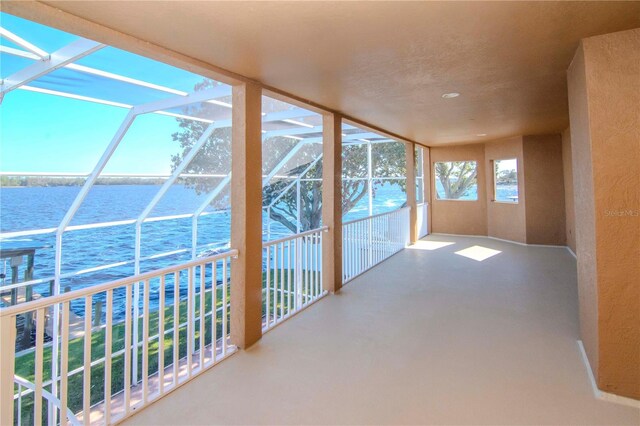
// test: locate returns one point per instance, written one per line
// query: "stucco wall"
(567, 169)
(460, 217)
(612, 77)
(506, 220)
(584, 206)
(544, 189)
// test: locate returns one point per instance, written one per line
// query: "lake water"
(29, 208)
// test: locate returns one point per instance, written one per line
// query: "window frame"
(436, 180)
(494, 198)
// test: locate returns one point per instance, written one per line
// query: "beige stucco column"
(246, 215)
(604, 94)
(410, 156)
(332, 202)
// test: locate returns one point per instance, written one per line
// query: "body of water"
(30, 208)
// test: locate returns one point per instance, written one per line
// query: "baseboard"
(503, 240)
(605, 396)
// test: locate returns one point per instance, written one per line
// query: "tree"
(215, 158)
(456, 177)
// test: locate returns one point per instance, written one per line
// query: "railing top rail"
(375, 215)
(76, 294)
(293, 237)
(96, 225)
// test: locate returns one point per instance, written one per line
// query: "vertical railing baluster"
(86, 379)
(225, 308)
(176, 327)
(107, 356)
(127, 349)
(267, 296)
(275, 283)
(39, 361)
(19, 404)
(214, 312)
(145, 342)
(298, 284)
(190, 316)
(282, 280)
(290, 273)
(203, 295)
(161, 312)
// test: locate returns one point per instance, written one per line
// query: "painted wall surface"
(506, 220)
(544, 189)
(567, 169)
(612, 77)
(460, 217)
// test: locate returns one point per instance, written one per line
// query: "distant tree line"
(28, 181)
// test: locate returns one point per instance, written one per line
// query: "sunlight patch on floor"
(429, 245)
(478, 253)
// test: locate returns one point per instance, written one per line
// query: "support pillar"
(332, 202)
(410, 156)
(246, 215)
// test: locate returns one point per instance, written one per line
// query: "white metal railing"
(7, 236)
(292, 269)
(181, 335)
(30, 388)
(370, 240)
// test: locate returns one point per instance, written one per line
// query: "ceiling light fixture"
(299, 123)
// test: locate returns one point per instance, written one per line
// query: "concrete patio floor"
(427, 337)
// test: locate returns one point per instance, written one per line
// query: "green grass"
(25, 364)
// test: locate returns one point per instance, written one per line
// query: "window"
(505, 180)
(456, 180)
(292, 169)
(373, 173)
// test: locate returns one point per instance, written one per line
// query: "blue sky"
(44, 133)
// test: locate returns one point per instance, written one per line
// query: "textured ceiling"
(388, 63)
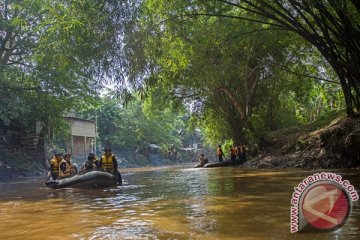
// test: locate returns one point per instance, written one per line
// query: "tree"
(54, 55)
(331, 26)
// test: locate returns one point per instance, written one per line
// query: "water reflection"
(164, 203)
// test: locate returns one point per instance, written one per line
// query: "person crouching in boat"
(203, 160)
(220, 153)
(91, 163)
(66, 168)
(55, 165)
(109, 164)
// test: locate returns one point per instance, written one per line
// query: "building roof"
(78, 119)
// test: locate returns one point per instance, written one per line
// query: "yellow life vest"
(54, 164)
(107, 162)
(67, 171)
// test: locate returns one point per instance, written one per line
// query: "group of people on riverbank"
(61, 166)
(237, 154)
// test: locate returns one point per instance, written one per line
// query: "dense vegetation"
(234, 69)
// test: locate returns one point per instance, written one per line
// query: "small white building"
(82, 136)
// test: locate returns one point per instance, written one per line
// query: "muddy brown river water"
(165, 203)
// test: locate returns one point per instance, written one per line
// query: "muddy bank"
(334, 146)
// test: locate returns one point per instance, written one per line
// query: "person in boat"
(220, 153)
(238, 153)
(91, 163)
(232, 155)
(55, 165)
(203, 160)
(66, 168)
(109, 164)
(243, 153)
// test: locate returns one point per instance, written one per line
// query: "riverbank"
(336, 145)
(16, 164)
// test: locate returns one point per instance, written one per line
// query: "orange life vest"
(107, 162)
(232, 151)
(67, 171)
(220, 153)
(54, 164)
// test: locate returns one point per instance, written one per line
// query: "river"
(165, 203)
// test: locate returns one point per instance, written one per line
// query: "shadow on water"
(165, 203)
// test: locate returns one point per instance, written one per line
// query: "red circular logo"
(326, 206)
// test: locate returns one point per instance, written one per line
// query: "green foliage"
(130, 126)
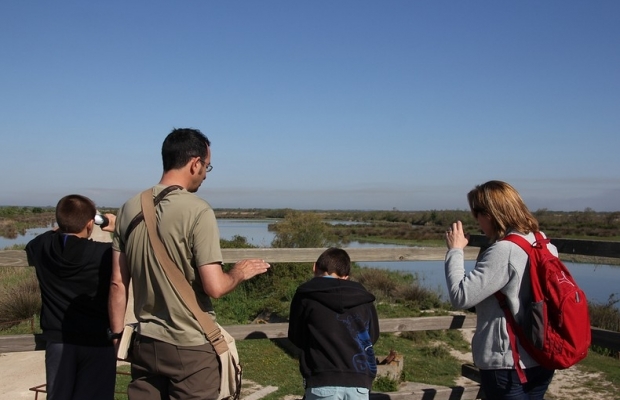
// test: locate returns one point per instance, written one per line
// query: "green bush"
(20, 301)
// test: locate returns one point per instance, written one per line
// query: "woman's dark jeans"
(504, 384)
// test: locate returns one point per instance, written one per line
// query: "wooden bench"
(43, 387)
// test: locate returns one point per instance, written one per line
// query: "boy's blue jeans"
(336, 393)
(504, 384)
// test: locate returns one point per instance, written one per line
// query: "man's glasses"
(208, 167)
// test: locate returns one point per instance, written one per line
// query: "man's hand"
(249, 268)
(216, 282)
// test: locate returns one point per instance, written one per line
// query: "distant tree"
(302, 230)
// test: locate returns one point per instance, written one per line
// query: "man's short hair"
(181, 145)
(334, 261)
(73, 212)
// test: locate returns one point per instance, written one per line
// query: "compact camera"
(101, 220)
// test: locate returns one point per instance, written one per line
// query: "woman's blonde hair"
(504, 205)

■ ■ ■ ■ ■ ■ ■

● **Task directions**:
Pictures stay out; repeat all the rest of the records exactly.

● **Expected answer**:
// test: locate returns one point per instance, written one per line
// query: "stucco wall"
(567, 169)
(460, 217)
(612, 77)
(506, 220)
(584, 206)
(544, 189)
// test: locate returns one point per instance, written one per line
// query: "lake water"
(29, 208)
// test: locate returns one point per instance, written one per line
// query: "window frame"
(436, 180)
(494, 198)
// test: locate returns one point per instance, written one per line
// query: "beige stucco column"
(246, 215)
(604, 94)
(410, 156)
(332, 202)
// test: locate returns one point per instance, written one per line
// query: "body of water"
(30, 208)
// test: locate returns one point per instance, written one per line
// query: "baseboard"
(503, 240)
(605, 396)
// test: locate returns one point per instance, written one per line
// query: "tree"
(215, 158)
(456, 177)
// test: locate returns one point per instance, written one per line
// query: "railing top rail"
(375, 215)
(76, 294)
(293, 237)
(96, 225)
// test: locate returns one point per instance, written one per line
// query: "vertical railing baluster"
(86, 379)
(225, 308)
(176, 327)
(107, 356)
(127, 349)
(267, 296)
(275, 283)
(39, 361)
(19, 404)
(214, 312)
(145, 342)
(298, 284)
(190, 316)
(282, 280)
(290, 273)
(203, 295)
(161, 312)
// test: locate returns one point per instance, written one per line
// query: "painted wall surface"
(506, 220)
(544, 189)
(567, 169)
(612, 77)
(460, 217)
// test: locate returns one point per instance, written one per line
// query: "distant tree line"
(28, 181)
// test: locate returns one point per instance, written one per line
// query: "sunlight patch on floor"
(429, 245)
(478, 253)
// test: locate returns one point per instance, written one per line
// query: "support pillar"
(332, 202)
(410, 156)
(246, 215)
// test: locate returns one point per instance, written one per line
// query: "white metal railing"
(7, 236)
(292, 269)
(181, 335)
(30, 388)
(370, 240)
// test: locate returns one point per instance, written one per line
// query: "ceiling light fixture"
(299, 123)
// test: locate returns one point per instance, written one per line
// query: "concrete patio floor"
(427, 337)
// test: locate returns one point per instance, written one per line
// query: "green grass"
(25, 364)
// test: locate returns one point per instance, written one per line
// query: "window"
(505, 180)
(456, 180)
(292, 169)
(373, 173)
// test: locate returns one point per instance, written one per line
// query: "blue sky"
(44, 133)
// test: locate returns one point per instance, written one per line
// query: "textured ceiling"
(388, 63)
// test: locate returns one point per instance, written one per line
// query: "tree"
(54, 55)
(331, 26)
// test: locate returns one point per instance, written one per line
// query: "water reflection"
(164, 203)
// test: locate returns one point per instance, written one per line
// query: "person crouching in boat"
(203, 160)
(220, 153)
(91, 163)
(66, 168)
(55, 165)
(109, 164)
// test: locate returns one point per instance, written one per line
// query: "building roof"
(78, 119)
// test: locate returns one point per instance, written one per line
// query: "yellow life vest"
(54, 164)
(107, 162)
(67, 171)
// test: locate returns one point per instance, written one per line
// query: "group of people on riverbank"
(61, 166)
(237, 154)
// test: locate returns one point per instance, written one per line
// query: "dense vegetation"
(234, 69)
// test: locate returns one point per instance, written one per line
// query: "small white building"
(82, 136)
// test: locate returns one point per instance, written one per line
// query: "muddy brown river water"
(165, 203)
// test: locate returns one point per instance, written one per line
// query: "muddy bank"
(334, 146)
// test: locate returns one point per instance, written one per line
// query: "person in boat"
(220, 153)
(238, 153)
(91, 163)
(232, 155)
(55, 165)
(203, 160)
(66, 168)
(109, 164)
(243, 153)
// test: locate returns one point per instance, written one per line
// query: "riverbank"
(336, 145)
(16, 164)
// test: locate returns one point per instance, written one per line
// query: "orange life vest"
(107, 162)
(232, 151)
(67, 171)
(220, 153)
(54, 164)
// test: locate returns one point per instance, written one per line
// query: "river"
(165, 203)
// test: locate returns one point per instance, written one per line
// query: "shadow on water"
(165, 203)
// test: locate returns one point per instance, written one per line
// query: "red circular logo"
(326, 206)
// test: locate returns one point per instance, written one per line
// query: "green foliage"
(130, 126)
// test: locate returns one point per instance, written one per line
// query: "green bush"
(20, 301)
// test: locate returns one point per instance, written one per line
// query: "woman's dark jeans"
(504, 384)
// test: locate returns one point per instance, written one per line
// query: "wooden bench"
(43, 387)
// test: locate returns one point per instance, written one per line
// query: "boy's blue jeans"
(336, 393)
(504, 384)
// test: locate returns one point per instance, written one per line
// query: "man's glasses"
(208, 167)
// test: locate returns one point per instance, written one per line
// query: "man's hand"
(249, 268)
(216, 282)
// test: locate returns one point per instance, written one per line
// query: "distant tree"
(302, 230)
// test: locate returns one point per instance, written one per line
// query: "man's short hair"
(181, 145)
(334, 261)
(73, 212)
// test: locate returns one point per instance, written one per line
// query: "compact camera"
(101, 220)
// test: locate returns one point per instance, written one per line
// query: "woman's blonde hair"
(504, 205)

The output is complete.